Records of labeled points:

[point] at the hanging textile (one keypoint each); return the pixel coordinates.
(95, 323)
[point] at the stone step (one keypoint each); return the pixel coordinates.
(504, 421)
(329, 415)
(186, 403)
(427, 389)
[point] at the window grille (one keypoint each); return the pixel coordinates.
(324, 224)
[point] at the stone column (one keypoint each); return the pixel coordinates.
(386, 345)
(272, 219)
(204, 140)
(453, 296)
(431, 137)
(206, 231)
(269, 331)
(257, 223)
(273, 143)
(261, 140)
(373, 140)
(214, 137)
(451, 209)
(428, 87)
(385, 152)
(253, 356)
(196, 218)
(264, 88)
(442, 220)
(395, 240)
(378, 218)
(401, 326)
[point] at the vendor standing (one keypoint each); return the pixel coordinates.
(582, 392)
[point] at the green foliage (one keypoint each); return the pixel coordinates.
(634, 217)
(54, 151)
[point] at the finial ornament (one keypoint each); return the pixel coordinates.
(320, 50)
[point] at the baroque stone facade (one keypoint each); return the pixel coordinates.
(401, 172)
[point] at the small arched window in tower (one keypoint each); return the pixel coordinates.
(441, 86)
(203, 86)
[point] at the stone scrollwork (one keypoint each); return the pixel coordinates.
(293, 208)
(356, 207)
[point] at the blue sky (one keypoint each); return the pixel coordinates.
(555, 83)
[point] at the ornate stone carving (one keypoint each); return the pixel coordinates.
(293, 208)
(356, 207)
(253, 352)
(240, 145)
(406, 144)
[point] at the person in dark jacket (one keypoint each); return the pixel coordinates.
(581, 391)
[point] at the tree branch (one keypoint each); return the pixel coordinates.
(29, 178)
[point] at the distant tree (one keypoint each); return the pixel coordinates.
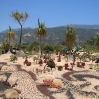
(48, 48)
(70, 37)
(20, 18)
(10, 35)
(40, 32)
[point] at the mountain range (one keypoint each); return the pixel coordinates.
(54, 34)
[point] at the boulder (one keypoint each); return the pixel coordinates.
(57, 82)
(11, 94)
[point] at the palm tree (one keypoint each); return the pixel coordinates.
(70, 37)
(40, 32)
(10, 35)
(5, 45)
(20, 18)
(97, 42)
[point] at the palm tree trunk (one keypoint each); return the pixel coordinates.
(39, 49)
(20, 39)
(9, 45)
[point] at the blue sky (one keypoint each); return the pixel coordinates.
(51, 12)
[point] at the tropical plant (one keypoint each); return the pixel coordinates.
(10, 35)
(70, 37)
(5, 46)
(40, 32)
(20, 18)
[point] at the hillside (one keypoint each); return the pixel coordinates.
(54, 34)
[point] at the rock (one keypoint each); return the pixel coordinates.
(4, 68)
(11, 93)
(12, 80)
(47, 77)
(57, 82)
(20, 53)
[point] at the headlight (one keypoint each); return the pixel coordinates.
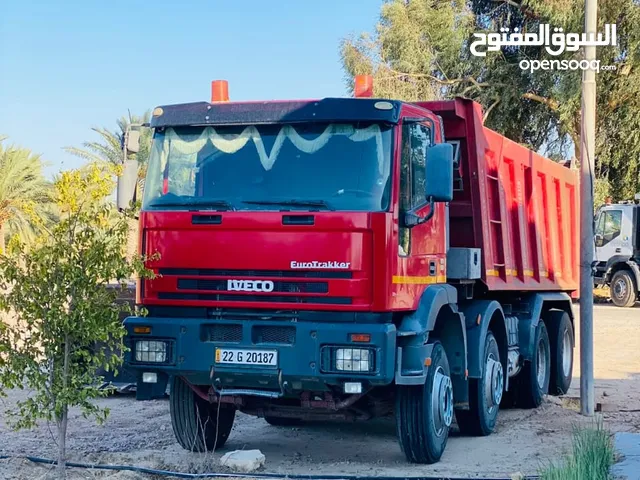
(353, 359)
(151, 351)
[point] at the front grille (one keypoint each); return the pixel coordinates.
(278, 286)
(222, 333)
(256, 273)
(253, 298)
(274, 334)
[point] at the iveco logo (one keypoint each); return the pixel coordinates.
(250, 285)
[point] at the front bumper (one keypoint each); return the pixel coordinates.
(304, 359)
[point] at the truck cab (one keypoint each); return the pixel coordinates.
(349, 258)
(617, 251)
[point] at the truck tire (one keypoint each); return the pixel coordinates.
(283, 422)
(623, 289)
(533, 382)
(197, 424)
(562, 341)
(485, 394)
(424, 412)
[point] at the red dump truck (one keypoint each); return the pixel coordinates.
(349, 258)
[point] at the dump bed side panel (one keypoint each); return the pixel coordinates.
(520, 208)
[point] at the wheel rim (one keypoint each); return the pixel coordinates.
(567, 353)
(442, 402)
(542, 365)
(493, 382)
(620, 289)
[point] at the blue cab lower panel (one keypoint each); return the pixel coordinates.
(306, 352)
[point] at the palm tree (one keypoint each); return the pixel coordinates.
(25, 194)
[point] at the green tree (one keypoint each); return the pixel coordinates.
(420, 50)
(67, 320)
(25, 194)
(109, 147)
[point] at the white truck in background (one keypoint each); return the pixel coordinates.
(617, 251)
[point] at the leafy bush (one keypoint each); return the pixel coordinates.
(67, 320)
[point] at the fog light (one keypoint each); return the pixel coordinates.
(352, 387)
(151, 351)
(353, 359)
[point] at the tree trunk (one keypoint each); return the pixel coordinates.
(62, 439)
(2, 239)
(64, 419)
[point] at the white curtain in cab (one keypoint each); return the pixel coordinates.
(233, 143)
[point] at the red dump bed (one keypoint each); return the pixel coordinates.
(520, 208)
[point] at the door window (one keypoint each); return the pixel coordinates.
(415, 141)
(609, 225)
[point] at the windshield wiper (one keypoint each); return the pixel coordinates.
(202, 202)
(293, 202)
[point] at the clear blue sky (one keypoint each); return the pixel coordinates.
(68, 65)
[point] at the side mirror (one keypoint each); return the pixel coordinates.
(439, 173)
(132, 141)
(127, 183)
(599, 240)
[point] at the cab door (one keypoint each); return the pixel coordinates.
(613, 233)
(422, 247)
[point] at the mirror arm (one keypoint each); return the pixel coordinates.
(411, 218)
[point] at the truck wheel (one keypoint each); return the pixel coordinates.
(485, 394)
(624, 291)
(197, 424)
(283, 422)
(562, 342)
(534, 378)
(424, 412)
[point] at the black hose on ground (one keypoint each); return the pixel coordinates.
(168, 473)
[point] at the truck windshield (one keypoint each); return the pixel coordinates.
(316, 166)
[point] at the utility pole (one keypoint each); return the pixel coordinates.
(587, 167)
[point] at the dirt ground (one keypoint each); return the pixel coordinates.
(139, 433)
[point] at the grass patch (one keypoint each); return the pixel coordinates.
(591, 457)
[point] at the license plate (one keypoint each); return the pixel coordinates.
(267, 358)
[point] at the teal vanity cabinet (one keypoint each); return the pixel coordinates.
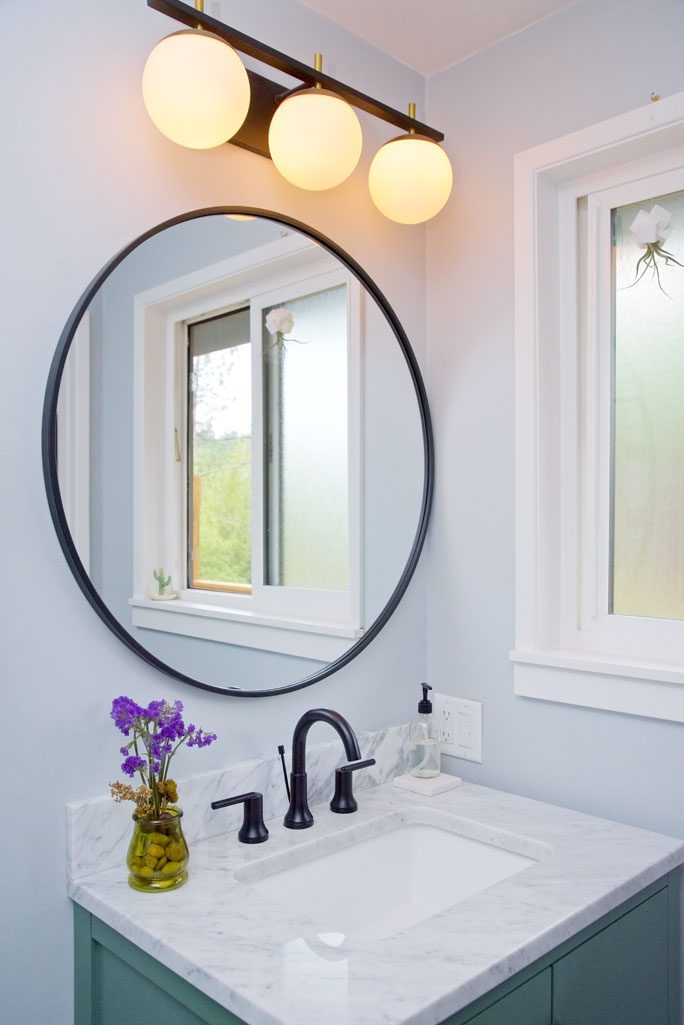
(624, 970)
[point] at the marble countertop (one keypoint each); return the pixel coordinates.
(269, 966)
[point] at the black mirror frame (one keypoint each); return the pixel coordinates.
(49, 451)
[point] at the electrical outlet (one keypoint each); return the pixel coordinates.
(458, 725)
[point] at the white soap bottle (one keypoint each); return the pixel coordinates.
(424, 745)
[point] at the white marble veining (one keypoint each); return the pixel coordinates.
(98, 830)
(272, 966)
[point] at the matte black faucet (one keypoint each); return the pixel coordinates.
(298, 815)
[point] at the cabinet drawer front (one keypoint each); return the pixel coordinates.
(529, 1003)
(619, 976)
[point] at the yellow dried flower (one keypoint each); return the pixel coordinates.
(142, 797)
(168, 789)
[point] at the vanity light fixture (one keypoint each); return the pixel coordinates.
(195, 88)
(315, 137)
(311, 132)
(410, 177)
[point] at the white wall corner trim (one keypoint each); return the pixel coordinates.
(557, 656)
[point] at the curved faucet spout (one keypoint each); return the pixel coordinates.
(298, 816)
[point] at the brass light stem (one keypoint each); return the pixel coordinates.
(411, 114)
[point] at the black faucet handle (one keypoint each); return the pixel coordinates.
(344, 802)
(252, 829)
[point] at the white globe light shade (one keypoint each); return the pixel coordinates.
(196, 89)
(315, 139)
(410, 179)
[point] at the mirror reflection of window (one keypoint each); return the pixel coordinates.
(648, 427)
(219, 453)
(307, 445)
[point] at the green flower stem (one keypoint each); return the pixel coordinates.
(649, 260)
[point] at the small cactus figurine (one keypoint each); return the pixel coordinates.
(159, 577)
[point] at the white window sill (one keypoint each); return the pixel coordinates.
(306, 639)
(571, 678)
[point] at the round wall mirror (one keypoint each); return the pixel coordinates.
(238, 452)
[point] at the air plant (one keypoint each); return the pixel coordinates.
(649, 230)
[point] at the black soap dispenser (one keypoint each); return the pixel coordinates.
(425, 749)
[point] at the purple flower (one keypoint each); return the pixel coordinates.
(132, 765)
(158, 732)
(124, 712)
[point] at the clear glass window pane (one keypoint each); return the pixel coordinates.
(648, 431)
(219, 453)
(306, 432)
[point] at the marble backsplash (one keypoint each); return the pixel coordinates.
(98, 830)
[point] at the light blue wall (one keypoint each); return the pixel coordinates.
(83, 173)
(592, 62)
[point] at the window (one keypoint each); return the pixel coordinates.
(600, 436)
(259, 479)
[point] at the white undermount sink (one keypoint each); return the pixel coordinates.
(388, 874)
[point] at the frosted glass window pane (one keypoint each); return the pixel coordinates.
(648, 433)
(307, 445)
(219, 453)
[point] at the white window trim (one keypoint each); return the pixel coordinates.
(324, 621)
(556, 657)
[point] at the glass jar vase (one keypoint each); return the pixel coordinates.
(158, 856)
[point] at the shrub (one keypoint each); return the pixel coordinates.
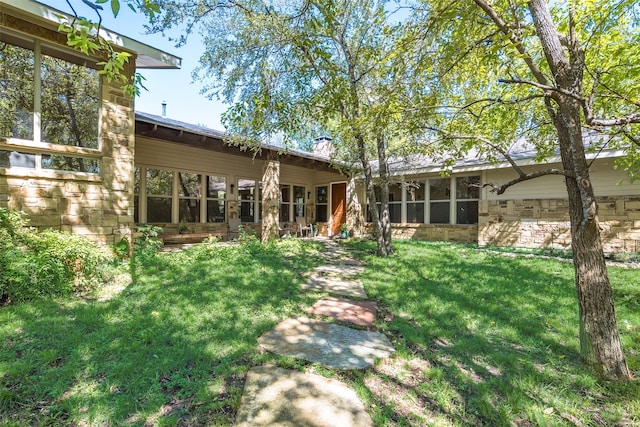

(TASK DESCRIPTION):
How many lines of the entries above contain the word "wheel"? Give only the number.

(SOLUTION TO THE PROBLEM):
2